** START OF DATA SHOWN **

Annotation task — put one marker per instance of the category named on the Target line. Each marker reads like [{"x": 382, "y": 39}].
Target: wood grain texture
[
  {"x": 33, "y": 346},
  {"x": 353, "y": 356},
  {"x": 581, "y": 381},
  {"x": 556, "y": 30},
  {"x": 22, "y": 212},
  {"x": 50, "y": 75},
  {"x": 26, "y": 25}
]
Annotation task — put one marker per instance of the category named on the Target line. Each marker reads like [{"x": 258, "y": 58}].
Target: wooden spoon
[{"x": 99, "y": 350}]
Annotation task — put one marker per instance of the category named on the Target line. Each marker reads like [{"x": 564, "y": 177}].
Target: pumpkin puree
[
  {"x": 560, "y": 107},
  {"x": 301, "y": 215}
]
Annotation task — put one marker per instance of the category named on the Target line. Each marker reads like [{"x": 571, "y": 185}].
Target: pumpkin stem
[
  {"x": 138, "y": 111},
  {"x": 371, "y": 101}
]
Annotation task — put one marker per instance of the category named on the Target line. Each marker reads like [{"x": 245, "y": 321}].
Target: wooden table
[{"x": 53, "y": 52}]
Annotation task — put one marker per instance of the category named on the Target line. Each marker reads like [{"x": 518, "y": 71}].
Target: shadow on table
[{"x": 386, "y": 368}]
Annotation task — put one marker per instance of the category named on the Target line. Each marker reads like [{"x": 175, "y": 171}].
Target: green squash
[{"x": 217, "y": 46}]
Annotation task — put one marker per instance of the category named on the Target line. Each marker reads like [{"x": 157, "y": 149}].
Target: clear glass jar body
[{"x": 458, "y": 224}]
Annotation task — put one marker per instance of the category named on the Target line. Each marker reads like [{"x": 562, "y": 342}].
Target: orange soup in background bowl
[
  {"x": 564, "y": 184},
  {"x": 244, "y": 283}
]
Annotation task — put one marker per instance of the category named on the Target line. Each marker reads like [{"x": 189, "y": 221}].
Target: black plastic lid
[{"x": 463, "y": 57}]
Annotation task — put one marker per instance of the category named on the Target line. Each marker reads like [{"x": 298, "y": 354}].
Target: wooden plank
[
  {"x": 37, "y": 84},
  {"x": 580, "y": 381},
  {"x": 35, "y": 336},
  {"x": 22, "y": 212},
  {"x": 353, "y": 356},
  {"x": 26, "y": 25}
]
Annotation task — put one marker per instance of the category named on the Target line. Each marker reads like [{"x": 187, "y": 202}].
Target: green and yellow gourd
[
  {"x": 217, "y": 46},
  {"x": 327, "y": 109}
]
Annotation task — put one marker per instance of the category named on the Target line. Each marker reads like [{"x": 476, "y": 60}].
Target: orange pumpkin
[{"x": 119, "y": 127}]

** END OF DATA SHOWN **

STATED PROBLEM: From the records above, pull out each line that contains the word "wooden".

COMPLETE ANSWER:
Target: wooden spoon
Target: wooden table
Target: wooden plank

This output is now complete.